(Отрывок для чтения)
════
Воспоминание об эвакуации во время Второй мировой войны | страница 24
— Не расстраивайтесь. Вы с Нелей пойдете в больницу, а Леву и Юру мы возьмем к себе.
Так и сделали.
В больнице Неле стало еще хуже. Надежды на выздоровление почти не было. Врачи сказали:
— Если вы не болели малярией и скарлатиной и хотите спасти ребенка, дайте свою кровь. Она очень слаба.
Сделали переливание.
Я не могла дальше оставаться в больнице, не повидав Леву и Юру, а выходить из тифозной палаты не разрешалось. Тогда я пошла на хитрость: проходила на кухню, оставляла там белый халат и через черный ход выходила в город.
Лева знал все буквы, умел решать задачки. Я с первых же дней, хотя фактически ему не исполнилось семь лет, попросила, чтобы его приняли в школу.
════
(Записанные данные)
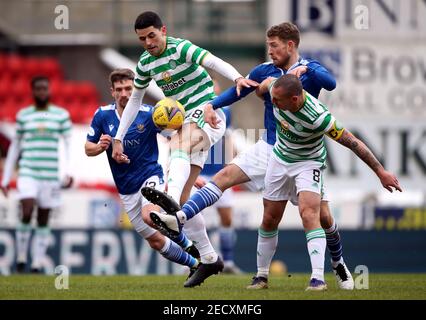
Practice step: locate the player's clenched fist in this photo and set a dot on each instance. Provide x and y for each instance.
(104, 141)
════
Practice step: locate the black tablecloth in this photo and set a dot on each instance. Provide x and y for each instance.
════
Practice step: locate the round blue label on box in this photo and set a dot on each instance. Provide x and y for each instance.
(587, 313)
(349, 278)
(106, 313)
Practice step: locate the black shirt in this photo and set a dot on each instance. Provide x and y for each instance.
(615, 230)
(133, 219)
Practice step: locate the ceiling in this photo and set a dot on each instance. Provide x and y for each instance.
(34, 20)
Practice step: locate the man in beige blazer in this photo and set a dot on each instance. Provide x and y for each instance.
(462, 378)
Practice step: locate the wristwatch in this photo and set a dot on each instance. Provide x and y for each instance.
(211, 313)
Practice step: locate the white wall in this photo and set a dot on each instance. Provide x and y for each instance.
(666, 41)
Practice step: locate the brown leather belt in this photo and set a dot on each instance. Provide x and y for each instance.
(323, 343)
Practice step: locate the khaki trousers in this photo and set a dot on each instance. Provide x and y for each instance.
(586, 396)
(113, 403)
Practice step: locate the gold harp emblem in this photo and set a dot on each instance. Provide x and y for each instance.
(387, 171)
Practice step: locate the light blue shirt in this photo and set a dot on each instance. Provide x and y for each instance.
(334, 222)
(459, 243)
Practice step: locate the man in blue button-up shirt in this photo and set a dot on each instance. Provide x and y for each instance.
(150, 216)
════
(Рабочее задание 1) Перепишите без изменений фрагмент воспоминания об эвакуации. Начните со слов «Воспоминание об эвакуации» и закончите словами «выходила в город.».
(Рабочее задание 2) Напишите продолжение воспоминания об эвакуации, начиная сразу после его последнего предложения.

(Ответ на задание 1)
Воспоминание об эвакуации во время Второй мировой войны | страница 24
— Не расстраивайтесь. Вы с Нелей пойдете в больницу, а Леву и Юру мы возьмем к себе.
Так и сделали.
В больнице Неле стало еще хуже. Надежды на выздоровление почти не было. Врачи сказали:
— Если вы не болели малярией и скарлатиной и хотите спасти ребенка, дайте свою кровь. Она очень слаба.
Сделали переливание.
Я не могла дальше оставаться в больнице, не повидав Леву и Юру, а выходить из тифозной палаты не разрешалось. Тогда я пошла на хитрость: проходила на кухню, оставляла там белый халат и через черный ход выходила в город.

(Ответ на задание 2)
Приходя к детям в общежитие, я просматривала домашние задания Левы, готовила еду. Ходила в милицию прописаться, чтобы получить хлебную карточку, и в военкомат, чтоб стать на учет. А вечером спешила обратно в больницу. Врач заметила, что я из тифозной палаты ухожу в город, что строго запрещалось. Но, учитывая мое положение, смолчала, притворилась, будто ничего не знает об этом. Как-то, в воскресенье, как всегда, пришла к детям. Лева показался мне не таким, как обычно. Он был молчалив, щеки горели. Проверила температуру. Оказалось, что и он заболел. Это был еще один удар.
На деревянном полу приготовила постель, уложила его. Объяснила, как он должен следить за собой в мое отсутствие. Попросила соседку проследить за Левой. Мне надо было идти в больницу, так как ночью без присмотра Нелю нельзя было оставлять. Оказалось, что она долго ждала меня, потом стала плакать, температура вновь повысилась. Прибежала в больницу. Ноги не шли, подкашивались. Я задыхалась, мне самой стало нехорошо. Мысли, беспокойные и мучительные, лишили меня сна. С одной стороны — состояние детей, с другой — отсутствие вестей от Христофора. Жив ли он, или может он в госпитале, в тяжелом состоянии? Кто знает? К тому же я плохо питалась, почти не спала, давала Нелли кровь, была переутомлена, сильно ослабла. Но убеждала себя, заставляла себя: надо было, во что бы то ни стало, выдержать, так как моя жизнь нужна этим трем малышам. Нужно спасти, вырастить их.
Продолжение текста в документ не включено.